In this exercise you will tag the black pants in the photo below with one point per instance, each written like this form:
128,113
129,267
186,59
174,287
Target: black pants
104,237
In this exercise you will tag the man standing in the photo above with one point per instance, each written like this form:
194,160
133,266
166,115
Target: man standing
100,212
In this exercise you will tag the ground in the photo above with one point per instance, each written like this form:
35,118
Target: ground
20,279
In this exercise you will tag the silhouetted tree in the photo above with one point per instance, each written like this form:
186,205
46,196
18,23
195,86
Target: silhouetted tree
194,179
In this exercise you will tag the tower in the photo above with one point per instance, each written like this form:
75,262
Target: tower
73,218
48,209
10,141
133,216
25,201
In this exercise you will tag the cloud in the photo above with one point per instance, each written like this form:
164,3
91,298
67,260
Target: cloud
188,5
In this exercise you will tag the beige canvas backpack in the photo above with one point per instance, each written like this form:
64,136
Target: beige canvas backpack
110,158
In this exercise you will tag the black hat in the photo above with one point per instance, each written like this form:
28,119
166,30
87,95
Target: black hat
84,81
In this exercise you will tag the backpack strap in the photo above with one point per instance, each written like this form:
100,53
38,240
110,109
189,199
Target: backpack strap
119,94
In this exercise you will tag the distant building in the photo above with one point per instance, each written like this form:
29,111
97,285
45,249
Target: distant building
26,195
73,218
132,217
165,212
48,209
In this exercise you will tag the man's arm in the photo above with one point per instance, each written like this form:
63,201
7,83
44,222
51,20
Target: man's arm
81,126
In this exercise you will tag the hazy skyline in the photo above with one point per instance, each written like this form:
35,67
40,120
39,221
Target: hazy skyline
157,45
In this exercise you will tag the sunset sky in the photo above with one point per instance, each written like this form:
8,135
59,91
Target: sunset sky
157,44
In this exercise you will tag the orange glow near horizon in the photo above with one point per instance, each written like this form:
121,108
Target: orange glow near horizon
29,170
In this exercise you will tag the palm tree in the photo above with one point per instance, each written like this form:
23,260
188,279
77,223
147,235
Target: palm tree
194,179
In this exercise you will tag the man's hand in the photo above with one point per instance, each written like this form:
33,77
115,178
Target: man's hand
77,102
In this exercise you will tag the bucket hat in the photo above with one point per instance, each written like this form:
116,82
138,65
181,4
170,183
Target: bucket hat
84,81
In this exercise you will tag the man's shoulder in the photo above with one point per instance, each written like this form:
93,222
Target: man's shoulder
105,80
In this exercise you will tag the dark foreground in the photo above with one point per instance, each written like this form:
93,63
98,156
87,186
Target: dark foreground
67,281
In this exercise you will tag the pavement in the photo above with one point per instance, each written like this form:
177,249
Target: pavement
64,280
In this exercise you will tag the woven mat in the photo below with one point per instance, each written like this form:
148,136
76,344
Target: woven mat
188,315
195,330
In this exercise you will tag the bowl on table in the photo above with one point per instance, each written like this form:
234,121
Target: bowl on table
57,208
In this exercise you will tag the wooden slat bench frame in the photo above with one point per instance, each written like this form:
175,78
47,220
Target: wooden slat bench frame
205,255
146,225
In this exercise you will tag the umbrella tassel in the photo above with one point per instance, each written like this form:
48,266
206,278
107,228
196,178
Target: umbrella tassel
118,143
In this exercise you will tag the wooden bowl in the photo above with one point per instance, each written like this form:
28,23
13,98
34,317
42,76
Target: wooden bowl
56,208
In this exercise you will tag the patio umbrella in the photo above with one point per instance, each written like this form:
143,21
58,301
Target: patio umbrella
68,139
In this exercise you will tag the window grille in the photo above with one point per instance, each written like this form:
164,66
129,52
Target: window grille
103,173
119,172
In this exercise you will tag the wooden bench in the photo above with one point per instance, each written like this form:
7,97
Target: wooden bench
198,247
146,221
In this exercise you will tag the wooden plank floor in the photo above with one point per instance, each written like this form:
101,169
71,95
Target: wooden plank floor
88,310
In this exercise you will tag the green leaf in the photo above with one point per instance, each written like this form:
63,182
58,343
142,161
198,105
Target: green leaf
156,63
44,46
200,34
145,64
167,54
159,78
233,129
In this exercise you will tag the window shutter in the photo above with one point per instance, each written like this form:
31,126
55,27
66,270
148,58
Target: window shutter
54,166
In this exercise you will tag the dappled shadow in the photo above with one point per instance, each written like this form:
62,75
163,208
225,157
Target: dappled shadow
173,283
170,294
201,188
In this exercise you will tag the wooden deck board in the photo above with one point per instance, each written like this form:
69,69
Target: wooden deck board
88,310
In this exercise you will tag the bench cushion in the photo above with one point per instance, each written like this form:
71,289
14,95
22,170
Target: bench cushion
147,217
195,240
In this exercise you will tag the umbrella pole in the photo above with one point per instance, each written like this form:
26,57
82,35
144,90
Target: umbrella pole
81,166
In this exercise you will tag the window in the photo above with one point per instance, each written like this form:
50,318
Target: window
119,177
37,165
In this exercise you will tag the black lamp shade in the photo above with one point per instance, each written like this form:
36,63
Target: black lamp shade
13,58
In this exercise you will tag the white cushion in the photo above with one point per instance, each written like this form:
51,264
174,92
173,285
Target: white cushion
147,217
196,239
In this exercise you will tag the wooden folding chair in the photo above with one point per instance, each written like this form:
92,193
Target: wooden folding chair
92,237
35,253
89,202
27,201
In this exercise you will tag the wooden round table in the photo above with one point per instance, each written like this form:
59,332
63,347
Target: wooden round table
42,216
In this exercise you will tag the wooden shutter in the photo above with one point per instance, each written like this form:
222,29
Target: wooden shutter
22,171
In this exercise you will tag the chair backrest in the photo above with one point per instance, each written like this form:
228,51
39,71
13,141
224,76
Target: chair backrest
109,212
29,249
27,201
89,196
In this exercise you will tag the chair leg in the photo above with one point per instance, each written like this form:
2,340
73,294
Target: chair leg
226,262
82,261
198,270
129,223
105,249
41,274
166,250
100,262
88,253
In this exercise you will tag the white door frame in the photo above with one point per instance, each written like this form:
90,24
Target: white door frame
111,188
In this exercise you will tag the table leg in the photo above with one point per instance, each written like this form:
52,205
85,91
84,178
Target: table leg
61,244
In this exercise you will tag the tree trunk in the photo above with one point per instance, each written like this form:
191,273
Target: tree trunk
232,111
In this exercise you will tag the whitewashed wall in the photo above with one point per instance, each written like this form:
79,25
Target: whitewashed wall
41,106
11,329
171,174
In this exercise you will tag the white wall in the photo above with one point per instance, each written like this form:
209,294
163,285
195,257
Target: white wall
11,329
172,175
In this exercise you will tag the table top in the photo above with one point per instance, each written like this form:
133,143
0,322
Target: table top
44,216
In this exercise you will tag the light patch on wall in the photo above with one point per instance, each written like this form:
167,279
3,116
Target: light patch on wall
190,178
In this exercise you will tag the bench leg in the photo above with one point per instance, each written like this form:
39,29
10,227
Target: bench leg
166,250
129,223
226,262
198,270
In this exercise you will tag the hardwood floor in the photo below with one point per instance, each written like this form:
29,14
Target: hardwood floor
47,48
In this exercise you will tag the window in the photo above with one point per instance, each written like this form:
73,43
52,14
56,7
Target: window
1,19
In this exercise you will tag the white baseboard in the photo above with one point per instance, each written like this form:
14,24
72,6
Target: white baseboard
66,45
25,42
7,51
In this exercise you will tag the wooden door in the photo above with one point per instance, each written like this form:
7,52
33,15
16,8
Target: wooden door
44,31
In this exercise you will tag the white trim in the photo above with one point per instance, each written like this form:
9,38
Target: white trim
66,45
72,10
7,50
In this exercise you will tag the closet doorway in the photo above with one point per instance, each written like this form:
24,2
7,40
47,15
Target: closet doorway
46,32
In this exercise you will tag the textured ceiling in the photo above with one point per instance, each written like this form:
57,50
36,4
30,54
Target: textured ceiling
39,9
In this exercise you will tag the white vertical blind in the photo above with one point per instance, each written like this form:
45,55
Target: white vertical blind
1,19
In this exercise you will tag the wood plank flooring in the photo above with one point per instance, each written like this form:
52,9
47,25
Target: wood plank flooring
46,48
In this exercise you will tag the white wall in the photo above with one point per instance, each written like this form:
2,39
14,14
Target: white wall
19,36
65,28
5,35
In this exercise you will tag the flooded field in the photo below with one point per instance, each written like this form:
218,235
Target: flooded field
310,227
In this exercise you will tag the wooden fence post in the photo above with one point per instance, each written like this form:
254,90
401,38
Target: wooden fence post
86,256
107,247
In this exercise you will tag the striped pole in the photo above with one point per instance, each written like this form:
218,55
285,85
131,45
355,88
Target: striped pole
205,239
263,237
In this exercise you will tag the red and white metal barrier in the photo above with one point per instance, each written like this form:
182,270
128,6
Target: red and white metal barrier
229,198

==========

> **DIRECTION**
Reproduce the rows above word for word, from the line with "In this exercise you will tag the wooden fence" up to and including the last line of the rows.

> **WRITTEN RESPONSE**
In this exercise you will tag the wooden fence post in the photo above with one point per instance, each written like this form:
254,90
401,38
Target: wooden fence post
86,256
107,247
In this exercise you will tag the striped pole in the photo above with one point per instance, each written like this form:
218,55
285,85
131,45
355,88
Target: striped pole
205,239
263,237
In this exercise you will tag the red and white metal barrier in the photo above with one point per instance, each written like this form:
182,270
128,6
Target: red and white metal barrier
229,198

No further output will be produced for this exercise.